Most users fall into the “normal” and “slow” classifications. Only a small fraction of submitted transactions originate from “fast” users.

Let’s now break down transactions by source.

Priority Fee

Transactions can be categorized based on their priority fee (PF) with respect to the PF distribution in the corresponding slot. Precisely, we can compare the PF with the 95th percentile (95p) of the distribution:

  • Cheap: PF is less than 10% of the 95p PF within the block.
  • Normal: PF is between 10% and 50% of the 95p PF within the block.
  • Expensive: PF is greater than 50% of the 95p PF within the block.

The size of the priority fee generally doesn’t influence a transaction’s time to inclusion. There isn’t a clear threshold where transactions with higher PF are consistently included more quickly. The result remains stable even when accounting for PF per compute unit.

Jito Tippers

We can restrict the analysis to users sending transactions via the Jito MEV infrastructure, excluding addresses of known swQoS consumers. Interestingly, most Jito transactions originate from “slow” users.

We categorize tippers by siże of tips in the block, analogously to what we did for PF:

  • Cheap: Tip is less than 10% of 95p in the block.
  • Normal: Tip is between 10% and 50% of 95p in the block.
  • Expensive: Tip exceeds 50% of 95p in the block.

When we compute the probability density function (PDF) of time to inclusion based on this classification, we find that the tip size doesn’t significantly impact the time to inclusion, suggesting that to build a successful MEV bot, one doesn’t have to pay more in tips!

Within the Jito framework, a bundle can consist of:

  • A single transaction that includes the user operations along with the Jito tip (e.g. here).
  • Separate transactions, where one of them is a payment to the Jito program (e.g. here).

In both cases, the time it takes for the entire bundle to be included is determined by the inclusion time of the tip transaction. However, when a tip is paid in a separate transaction, we don’t track the other leg. This reduction in volume explains why the PDF of tippers differs from that of Jito consumers.

swQoS

It’s impossible to fully disentangle transaction time to inclusion from swQoS for general users, meaning some transactions in the analysis may still utilize swQoS. However, we can classify users based on addresses associated with our swQoS clients.

When we do this and apply the defined user topology classification, it becomes clear that swQoS consumers experience significantly reduced times to inclusion.

The peak around 60 seconds is much smaller for swQoS consumers, indicating they are far less likely to face such high inclusion times

The highest impact of using swQoS is seen in the reduction of the time to inclusion for “slow” users. By computing the cumulative distribution function (CDF) for this time, we observe a 30% probability of these transactions being included in less than 13 seconds.

When comparing the corresponding CDFs:

  • For Jito, “slow” users have only a 10% probability of being included in less than 13 seconds and 60% in less than 50 seconds.
  • For swQoS, “slow” users have 25% of probability of inclusion within 13 seconds and 86% in 50 seconds.

'Normal' users also benefit from swQoS. There's an additional peak in the PDF for these users between 9s and 13s, showing that some of “normal” users process transactions in less than 20s. Additionally, another peak appears around 40s, indicating that part of the slower users now see their 95th percentile falling in the left tail end of 'normal' users. This suggests that the overall spread of the time-to-inclusion distribution is reduced.

§ WRITTEN EXERCISE: List every abbreviation that the text on transaction inclusion times introduces together with its full term, and give that full term for each.

§ EXTRACTED INFORMATION:
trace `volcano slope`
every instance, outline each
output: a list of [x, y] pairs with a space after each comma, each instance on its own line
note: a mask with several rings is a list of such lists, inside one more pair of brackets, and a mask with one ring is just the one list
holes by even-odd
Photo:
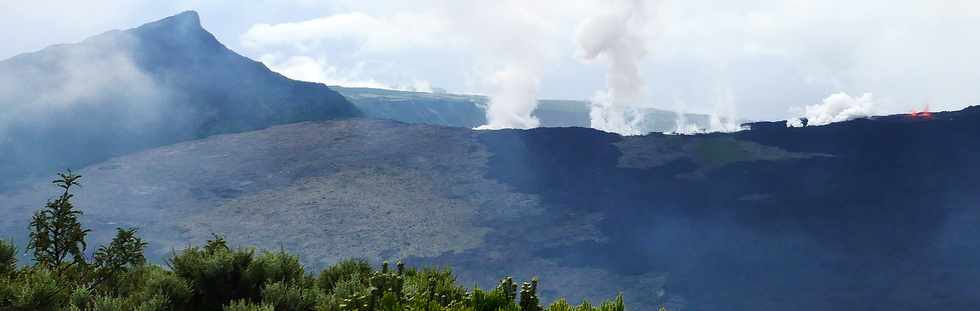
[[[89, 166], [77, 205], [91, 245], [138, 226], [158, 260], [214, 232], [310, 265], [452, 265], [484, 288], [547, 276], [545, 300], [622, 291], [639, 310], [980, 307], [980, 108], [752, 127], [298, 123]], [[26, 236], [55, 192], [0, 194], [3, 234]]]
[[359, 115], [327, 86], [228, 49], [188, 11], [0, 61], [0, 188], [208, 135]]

==

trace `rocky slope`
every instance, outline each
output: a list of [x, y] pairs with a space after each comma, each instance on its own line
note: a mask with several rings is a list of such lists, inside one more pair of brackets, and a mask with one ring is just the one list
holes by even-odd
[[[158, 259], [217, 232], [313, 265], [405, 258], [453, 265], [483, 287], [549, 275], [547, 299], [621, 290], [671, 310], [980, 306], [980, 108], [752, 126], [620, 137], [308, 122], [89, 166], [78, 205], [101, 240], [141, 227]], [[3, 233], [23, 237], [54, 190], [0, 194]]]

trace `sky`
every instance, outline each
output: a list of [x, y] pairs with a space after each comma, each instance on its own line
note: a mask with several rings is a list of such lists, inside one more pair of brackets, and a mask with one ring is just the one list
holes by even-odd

§ EXERCISE SOLUTION:
- PF: priority fee
- 95p: 95th percentile
- PDF: probability density function
- CDF: cumulative distribution function